# Page
......
Understanding a crime or a misdeed involves learning not only what was done and who did it, but also what the motivation was. With a clear motive, evidence of the "what" and "who" becomes much more credible. Allegations that Secretary of State Philander Knox was not merely in error, but committed fraud when he falsely declared the 16th amendment ratified in 1913, require us to look at who he was to understand why he would commit such an act. The following sketch was prepared by the We The People Foundation For Constitutional Education and is condensed from Bill Benson's research report on the ratification of the 16th Amendment, "The Law That Never Was," Volume II (1985), pages 122-135.


Philander Chase Knox was born in 1853 in western Pennsylvania, son of a bank cashier. While attending college in Ohio, he became closely acquainted with William McKinley, then the local district attorney, who was prosecuting a local tavern owner for selling alcohol to the college students. Knox took McKinley's advice and became a lawyer.

McKinley, having chaired the powerful House Ways and Means Committee in Congress, was elected governor of Ohio in 1891. Although he owed his election to support from both business and labor, he quelled the labor strike called by Eugene V. Debs against the Great Northern Railroad in 1894 by summoning federal troops.

McKinley won the 1896 presidential race with a great deal of support from Big Business, e.g., John D. Rockefeller's Standard Oil contributed $250,000 to the "front porch" campaign that defeated Bryan and his populist platform of returning to the constitutionally mandated monetary system and reform of McKinley's high tariffs that had allowed domestic manufacturers to raise their prices to a level that matched the artificially-induced higher prices of foreign goods, thus causing a severe depression. Knox helped in this financial and political effort that was directed by the wealthy Ohio industrialist Mark Hanna, who was appointed to a vacant U.S. Senate seat the following year by Ohio's governor. McKinley had already been saved from personal financial ruin by help from his old friend, Philander Knox, who had become wealthy as counsel to the very wealthy.

Knox came to be regarded as one of the ablest lawyers in the country, his repute due in no small measure to his being counsel for Carnegie and Vanderbilt and their corporate enterprises. He was instrumental in Carnegie's big victory in a crucial patent case in which the most important invention for the manufacture of crude steel was at stake. In 1892, he defended Henry Frick, Carnegie's steel plant manager, who was being sued by the steel workers who had been beaten up by Pinkertons brought in by Frick during the infamous Homestead strike, a strike that was provoked by two of Carnegie's presidents, one of whom was also an attorney for J.P. Morgan. Knox also deflected prosecution and civil suit against Carnegie in 1894 after it was shown to Congress that Carnegie had defrauded the Navy with inferior armor plate for U.S. warships. Morgan himself had defrauded the U.S. Army in arms sales during the Civil War. And Knox averted prosecution of Carnegie after the president of the Morgan-controlled Pennsylvania Railroad testified that Carnegie had regularly received illegal kickbacks from the railroad. Knox's other big client at the time, the Vanderbilt family, was connected to Carnegie primarily through the railroad industry.
......
# Source material
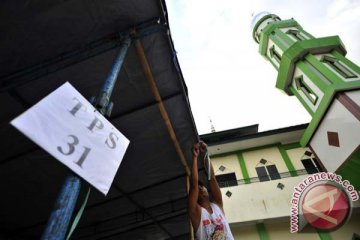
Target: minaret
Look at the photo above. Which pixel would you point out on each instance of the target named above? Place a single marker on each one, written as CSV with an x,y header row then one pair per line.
x,y
317,73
......
# Short exercise 1
In the sketch of Philander Knox, whose advice led Knox to become a lawyer?
# Short exercise 2
Extend the sketch of Philander Knox by writing the next part, beginning after its final sentence.

# Exercise answer 1
William McKinley's

# Exercise answer 2
President McKinley offered Knox the post of U.S. Attorney General in 1899, but Knox had to decline, because he was then and for two more years engaged in arranging the merger of the railroad, oil, coal, iron and steel interests of Carnegie, J.P. Morgan, Rockefeller, and other robber barons into the largest conglomerate in history - U.S. Steel. This immense corporation encompassed the interests of nearly all the robber barons in what Knox's new client, J.P. Morgan, referred to as a "community of interest." One important component of the conglomerate was Consolidated Iron Mines in the Mesabi Range of Minnesota, which Rockefeller had fraudulently swindled from the Merritt family, who later successfully sued John D. for fraud, but had to settle for a fraction of the award because they ran out of money during Rockefeller's appeals.

After the U.S. Steel merger, Knox accepted McKinley's offer to make him Attorney General, an appointment that was personally promoted by Carnegie in a letter to McKinley and by Morgan in a personal visit to the White House. The appointment was strenuously and loudly opposed by anti-trust forces, since it would then be up to Knox to prosecute anti-trust law violations against the very robber barons who had been his clients for many years and who had made him a wealthy man. Sure enough, the public outcry to investigate the big new U.S. Steel monster that Knox had created met with Knox's response that he knew nothing and could do nothing, and nothing is what he did.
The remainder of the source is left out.